■ ASSIGNMENT ■
For the entries below, the result should be an exact transcription of the lines from the one with "Could you spot the antelope wading" up to and including the one with "Target: window grid muntin", and only those.

■ Stored data entries ■
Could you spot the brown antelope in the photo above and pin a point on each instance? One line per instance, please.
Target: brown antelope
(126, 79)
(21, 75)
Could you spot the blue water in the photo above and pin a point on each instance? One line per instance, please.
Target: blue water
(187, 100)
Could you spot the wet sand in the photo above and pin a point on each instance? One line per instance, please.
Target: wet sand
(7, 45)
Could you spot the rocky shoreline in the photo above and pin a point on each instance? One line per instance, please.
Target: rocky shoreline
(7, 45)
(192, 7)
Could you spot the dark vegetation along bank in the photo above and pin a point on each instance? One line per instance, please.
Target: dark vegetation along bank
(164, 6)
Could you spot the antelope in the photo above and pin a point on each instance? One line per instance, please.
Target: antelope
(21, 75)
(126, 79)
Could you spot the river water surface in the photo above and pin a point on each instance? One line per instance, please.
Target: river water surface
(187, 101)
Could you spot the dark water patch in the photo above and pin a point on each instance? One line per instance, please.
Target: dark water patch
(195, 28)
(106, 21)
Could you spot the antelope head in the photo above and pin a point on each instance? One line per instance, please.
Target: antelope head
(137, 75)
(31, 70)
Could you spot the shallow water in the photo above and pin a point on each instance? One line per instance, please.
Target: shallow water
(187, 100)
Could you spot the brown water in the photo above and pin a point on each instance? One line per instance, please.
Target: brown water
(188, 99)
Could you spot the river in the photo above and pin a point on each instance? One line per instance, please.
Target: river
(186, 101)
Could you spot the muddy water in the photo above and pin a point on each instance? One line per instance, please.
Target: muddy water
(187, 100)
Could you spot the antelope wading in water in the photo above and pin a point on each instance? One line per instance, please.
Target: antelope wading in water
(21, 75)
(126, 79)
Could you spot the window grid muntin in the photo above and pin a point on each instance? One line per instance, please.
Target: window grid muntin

* * *

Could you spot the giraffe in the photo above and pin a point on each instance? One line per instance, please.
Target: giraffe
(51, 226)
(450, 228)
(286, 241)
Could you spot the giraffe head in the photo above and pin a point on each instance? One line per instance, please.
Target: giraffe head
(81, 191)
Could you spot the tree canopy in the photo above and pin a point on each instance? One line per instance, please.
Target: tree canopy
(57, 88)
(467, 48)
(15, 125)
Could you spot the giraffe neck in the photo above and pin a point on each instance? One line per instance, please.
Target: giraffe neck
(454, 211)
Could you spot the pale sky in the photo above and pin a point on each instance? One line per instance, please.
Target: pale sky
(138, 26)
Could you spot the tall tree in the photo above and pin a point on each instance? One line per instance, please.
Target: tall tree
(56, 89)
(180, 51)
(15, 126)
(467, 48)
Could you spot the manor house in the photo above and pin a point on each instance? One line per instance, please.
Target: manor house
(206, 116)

■ TASK SOLUTION ■
Could you spot the antelope wading in water in the photo above and pin a point on each instance? One line per instance, please.
Target: antelope wading in water
(21, 75)
(126, 79)
Could you spot the window grid muntin in the photo above and pin a point on each instance? One line per instance, please.
Target: window grid muntin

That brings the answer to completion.